#### [Job a]
Answer these about the leathersmith profile below, marking each answer with its number:
(i) How large is Jordan's dedicated space at the Manitou Art Center?
(ii) Which company do his steady commissions come from?
(iii) How old was he when he was hired as a summer sales associate?

......

‘Creativity’ is so broad. I’ve always approached creativity from the crafting and engineering side. I think that’s how my brain is wired.

Jordan Kerr, a leathersmith by profession and blacksmith by hobby, talks while sweeping the worn strip wood floor in his open studio and tidying up.

Today’s music of choice playing softly enough to talk above it is a Celtic punk channel on Pandora. Dropkick Murphys, among others, play from Jordan’s black-encased smartphone, tethered to a back-wall plug and resting on a table.

A studio artist for four years at the Manitou Art Center (MAC), Jordan has a 10’ x 10’ dedicated space. It fills one corner of the design studio on the MAC campus, which straddles 513 and 515 Manitou Avenue in Manitou Springs, Colo.

Leathercraft at Manitou Art Center in Manitou Springs, Colorado

Having just come off the opening days of a seven-weekend Renaissance Festival in Larkspur, Colo., Jordan is reviewing inventory he noted on a yellow legal pad. It highlights material and product needs. He pulls cardstock sheath templates out out for tracing onto a thin, unrolled leather hide. Prep for his production work.

Jordan is a full-time leather craftsman. His steady stream of work fulfills a steady stream of commissions from Texas-based Legacy Forge.

He is one of six craftsmen — blades, armor, leather — who supply Legacy. Renaissance Festivals are the primary focus for sales. That’s where Jordan — “born and raised in Monument … never really lived anywhere but the Front Range” — got his start. With Legacy, with “Ren Fests,” with leather.

Jordan was hired 10 years ago, at age 20, to be a summer sales associate for Legacy Forge. “After a year, I got a permanent job with them to travel nationally to sell for them at Renaissance Festivals.”

Humanitou: How did you learn to leathercraft?

......

#### [Job b]
Please copy out the records, word for word, starting with the line that contains "Please mark where the abstract" and going on through the line that contains "[282,0,376,101]".

......

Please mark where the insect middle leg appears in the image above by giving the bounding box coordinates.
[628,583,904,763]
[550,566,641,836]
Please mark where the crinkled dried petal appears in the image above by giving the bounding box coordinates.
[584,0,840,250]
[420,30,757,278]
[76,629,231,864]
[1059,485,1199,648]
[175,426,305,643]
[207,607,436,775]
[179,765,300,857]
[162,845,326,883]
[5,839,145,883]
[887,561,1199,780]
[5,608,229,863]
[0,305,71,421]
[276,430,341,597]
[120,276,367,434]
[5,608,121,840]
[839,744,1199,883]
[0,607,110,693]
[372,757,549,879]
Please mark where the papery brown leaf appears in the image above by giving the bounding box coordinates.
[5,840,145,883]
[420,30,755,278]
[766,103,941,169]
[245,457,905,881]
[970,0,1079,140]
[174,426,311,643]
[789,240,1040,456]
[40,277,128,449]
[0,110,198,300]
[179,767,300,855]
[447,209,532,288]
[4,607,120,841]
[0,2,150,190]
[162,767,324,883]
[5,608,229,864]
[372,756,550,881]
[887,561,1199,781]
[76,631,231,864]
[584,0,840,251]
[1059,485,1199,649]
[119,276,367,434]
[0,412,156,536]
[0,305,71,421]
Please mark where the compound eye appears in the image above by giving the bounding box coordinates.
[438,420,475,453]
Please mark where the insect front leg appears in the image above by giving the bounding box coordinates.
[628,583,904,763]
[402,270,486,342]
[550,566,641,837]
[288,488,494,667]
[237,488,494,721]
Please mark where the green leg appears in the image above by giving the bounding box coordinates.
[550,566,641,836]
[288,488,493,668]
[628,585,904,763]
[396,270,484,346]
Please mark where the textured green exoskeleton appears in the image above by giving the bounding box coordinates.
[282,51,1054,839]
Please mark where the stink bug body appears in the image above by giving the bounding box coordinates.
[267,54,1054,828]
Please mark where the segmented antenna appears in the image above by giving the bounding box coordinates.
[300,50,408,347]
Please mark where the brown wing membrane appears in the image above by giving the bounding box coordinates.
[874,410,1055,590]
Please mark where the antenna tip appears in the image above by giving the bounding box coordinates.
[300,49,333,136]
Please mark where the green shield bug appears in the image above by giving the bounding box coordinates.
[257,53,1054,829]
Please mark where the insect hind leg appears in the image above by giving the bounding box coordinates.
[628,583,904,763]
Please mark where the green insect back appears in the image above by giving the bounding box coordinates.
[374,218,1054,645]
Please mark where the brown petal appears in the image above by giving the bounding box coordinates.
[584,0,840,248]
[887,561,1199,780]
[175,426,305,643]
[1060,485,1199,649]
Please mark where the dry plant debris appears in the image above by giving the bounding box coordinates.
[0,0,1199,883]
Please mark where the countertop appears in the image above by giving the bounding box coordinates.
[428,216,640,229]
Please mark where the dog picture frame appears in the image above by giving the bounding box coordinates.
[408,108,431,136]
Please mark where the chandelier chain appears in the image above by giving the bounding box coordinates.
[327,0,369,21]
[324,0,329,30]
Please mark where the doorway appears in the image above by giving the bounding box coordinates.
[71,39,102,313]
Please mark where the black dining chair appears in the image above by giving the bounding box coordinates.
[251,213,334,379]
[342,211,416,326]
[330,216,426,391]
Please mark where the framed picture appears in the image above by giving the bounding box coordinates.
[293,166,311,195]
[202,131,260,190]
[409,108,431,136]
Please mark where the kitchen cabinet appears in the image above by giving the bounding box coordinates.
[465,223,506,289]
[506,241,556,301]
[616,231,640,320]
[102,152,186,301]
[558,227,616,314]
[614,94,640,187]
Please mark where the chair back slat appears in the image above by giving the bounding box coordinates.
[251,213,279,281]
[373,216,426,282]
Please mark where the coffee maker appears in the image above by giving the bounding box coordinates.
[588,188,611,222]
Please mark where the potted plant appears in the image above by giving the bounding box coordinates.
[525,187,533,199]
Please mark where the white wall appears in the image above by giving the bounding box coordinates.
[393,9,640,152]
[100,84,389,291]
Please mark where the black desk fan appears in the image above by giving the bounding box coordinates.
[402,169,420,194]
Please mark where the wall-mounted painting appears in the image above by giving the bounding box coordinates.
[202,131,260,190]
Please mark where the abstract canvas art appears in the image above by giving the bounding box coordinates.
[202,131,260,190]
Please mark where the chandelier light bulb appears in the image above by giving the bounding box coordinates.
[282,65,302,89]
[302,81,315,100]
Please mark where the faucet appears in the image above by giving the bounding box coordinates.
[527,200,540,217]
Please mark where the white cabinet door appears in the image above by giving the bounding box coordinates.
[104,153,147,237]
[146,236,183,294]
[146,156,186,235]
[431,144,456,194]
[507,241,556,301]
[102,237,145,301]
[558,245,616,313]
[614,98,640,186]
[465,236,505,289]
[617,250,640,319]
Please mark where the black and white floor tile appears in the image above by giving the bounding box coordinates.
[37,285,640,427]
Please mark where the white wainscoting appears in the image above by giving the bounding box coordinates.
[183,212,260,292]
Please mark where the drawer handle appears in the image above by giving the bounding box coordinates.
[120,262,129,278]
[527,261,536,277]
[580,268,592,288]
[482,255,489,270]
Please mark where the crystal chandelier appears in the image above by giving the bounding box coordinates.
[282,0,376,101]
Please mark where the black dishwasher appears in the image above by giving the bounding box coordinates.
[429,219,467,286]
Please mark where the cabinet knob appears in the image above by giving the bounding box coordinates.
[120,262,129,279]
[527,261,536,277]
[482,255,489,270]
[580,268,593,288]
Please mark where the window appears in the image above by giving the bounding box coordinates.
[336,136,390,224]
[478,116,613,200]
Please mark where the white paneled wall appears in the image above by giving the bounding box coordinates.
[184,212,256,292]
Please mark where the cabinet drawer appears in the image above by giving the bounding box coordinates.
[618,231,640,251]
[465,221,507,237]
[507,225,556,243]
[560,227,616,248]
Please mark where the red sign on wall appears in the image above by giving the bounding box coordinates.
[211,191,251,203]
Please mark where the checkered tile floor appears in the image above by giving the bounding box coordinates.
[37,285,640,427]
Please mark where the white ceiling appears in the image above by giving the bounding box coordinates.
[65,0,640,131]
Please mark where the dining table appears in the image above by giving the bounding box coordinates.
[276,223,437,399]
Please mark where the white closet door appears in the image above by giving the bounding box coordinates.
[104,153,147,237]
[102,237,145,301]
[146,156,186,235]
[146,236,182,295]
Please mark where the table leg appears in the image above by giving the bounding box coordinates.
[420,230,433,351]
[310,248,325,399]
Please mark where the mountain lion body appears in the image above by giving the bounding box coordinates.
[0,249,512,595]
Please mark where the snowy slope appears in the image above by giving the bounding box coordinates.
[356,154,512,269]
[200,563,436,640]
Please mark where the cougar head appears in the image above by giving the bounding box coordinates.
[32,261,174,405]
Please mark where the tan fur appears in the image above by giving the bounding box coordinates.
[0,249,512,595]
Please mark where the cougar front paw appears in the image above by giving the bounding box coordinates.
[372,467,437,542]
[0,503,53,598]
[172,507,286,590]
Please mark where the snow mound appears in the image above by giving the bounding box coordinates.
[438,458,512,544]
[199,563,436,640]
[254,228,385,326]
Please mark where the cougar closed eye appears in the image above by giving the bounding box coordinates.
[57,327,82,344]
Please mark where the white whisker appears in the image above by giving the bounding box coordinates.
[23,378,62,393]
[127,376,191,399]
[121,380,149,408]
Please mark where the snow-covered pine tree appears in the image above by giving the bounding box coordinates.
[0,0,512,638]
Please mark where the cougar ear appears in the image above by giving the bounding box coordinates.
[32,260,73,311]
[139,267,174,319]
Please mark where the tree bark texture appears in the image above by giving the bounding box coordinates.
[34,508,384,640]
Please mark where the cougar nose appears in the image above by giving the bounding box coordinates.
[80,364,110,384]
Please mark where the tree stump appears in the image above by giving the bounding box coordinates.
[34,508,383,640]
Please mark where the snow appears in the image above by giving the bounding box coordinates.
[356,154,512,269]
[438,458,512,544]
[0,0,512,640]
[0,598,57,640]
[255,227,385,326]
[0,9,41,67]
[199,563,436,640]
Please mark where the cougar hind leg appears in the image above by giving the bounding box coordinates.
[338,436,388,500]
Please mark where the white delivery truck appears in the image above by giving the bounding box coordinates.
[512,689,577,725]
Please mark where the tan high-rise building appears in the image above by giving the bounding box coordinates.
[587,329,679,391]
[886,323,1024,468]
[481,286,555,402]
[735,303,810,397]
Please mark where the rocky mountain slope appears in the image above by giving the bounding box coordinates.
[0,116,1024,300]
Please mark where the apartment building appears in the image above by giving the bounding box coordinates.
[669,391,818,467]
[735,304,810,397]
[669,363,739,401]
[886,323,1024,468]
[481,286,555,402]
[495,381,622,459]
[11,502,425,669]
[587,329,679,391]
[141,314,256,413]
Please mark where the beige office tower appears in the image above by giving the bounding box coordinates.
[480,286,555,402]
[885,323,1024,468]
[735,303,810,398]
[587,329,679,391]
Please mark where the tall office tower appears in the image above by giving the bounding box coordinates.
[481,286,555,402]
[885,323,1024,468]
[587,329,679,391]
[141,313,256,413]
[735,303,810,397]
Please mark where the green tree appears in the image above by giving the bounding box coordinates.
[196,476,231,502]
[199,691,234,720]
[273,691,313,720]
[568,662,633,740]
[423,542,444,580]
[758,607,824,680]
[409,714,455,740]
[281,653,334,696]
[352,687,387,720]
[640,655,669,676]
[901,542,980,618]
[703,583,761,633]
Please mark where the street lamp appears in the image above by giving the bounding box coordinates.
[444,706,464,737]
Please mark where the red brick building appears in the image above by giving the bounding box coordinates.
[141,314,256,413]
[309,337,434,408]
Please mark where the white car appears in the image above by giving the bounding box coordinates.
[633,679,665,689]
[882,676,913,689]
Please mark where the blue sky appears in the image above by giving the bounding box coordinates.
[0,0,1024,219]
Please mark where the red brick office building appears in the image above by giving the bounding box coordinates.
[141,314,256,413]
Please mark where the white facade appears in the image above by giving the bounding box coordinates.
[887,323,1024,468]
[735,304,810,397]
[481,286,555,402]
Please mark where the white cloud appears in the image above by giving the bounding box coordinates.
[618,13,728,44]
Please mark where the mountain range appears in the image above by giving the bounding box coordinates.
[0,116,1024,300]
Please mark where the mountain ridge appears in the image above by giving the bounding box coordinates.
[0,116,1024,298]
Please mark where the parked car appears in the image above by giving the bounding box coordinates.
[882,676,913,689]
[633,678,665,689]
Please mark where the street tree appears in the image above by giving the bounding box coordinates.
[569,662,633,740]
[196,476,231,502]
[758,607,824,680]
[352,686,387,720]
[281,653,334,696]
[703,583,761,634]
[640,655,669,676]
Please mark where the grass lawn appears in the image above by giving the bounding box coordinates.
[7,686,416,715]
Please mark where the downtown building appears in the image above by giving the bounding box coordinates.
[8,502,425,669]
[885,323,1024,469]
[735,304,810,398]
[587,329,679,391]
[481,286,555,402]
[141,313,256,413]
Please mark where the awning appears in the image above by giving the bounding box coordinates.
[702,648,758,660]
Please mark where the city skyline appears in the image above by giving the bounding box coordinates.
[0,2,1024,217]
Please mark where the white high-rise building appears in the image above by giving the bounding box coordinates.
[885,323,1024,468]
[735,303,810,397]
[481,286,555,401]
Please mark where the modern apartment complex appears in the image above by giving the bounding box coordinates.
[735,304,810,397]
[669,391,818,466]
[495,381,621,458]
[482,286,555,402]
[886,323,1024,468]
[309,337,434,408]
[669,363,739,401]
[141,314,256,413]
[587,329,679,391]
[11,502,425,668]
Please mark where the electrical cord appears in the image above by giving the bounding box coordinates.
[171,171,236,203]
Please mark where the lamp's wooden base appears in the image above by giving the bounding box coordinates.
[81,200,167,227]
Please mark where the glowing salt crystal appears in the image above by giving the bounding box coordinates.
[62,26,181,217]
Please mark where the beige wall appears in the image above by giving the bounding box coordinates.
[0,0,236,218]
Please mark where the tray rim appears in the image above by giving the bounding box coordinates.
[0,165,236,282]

......

#### [Reply a]
(i) 10' x 10'
(ii) Legacy Forge, based in Texas
(iii) 20

#### [Reply b]
Please mark where the abstract canvas art appears in the image above by giving the bounding box coordinates.
[202,131,260,190]
Please mark where the chandelier light bulb appears in the image above by giving the bounding box coordinates.
[282,65,302,89]
[302,81,315,100]
Please mark where the faucet appears in the image above by giving the bounding box coordinates.
[527,200,540,217]
Please mark where the white cabinet door appears in the image above by giving the bounding box coordinates.
[104,153,147,237]
[146,236,183,294]
[146,156,186,235]
[431,144,456,194]
[507,241,556,301]
[102,237,145,301]
[558,245,616,313]
[614,98,640,186]
[465,236,505,289]
[617,250,640,319]
Please mark where the black and white floor tile appears in the image above by giving the bounding box coordinates.
[37,285,640,427]
Please mark where the white wainscoting appears in the image above by giving the bounding box coordinates.
[183,212,260,292]
Please mark where the drawer handle appears in the image above by giving the bounding box coordinates.
[120,262,129,278]
[527,261,536,277]
[580,268,592,288]
[482,255,489,270]
Please mark where the crystal chandelier appears in the image above by giving the bounding box coordinates.
[282,0,376,101]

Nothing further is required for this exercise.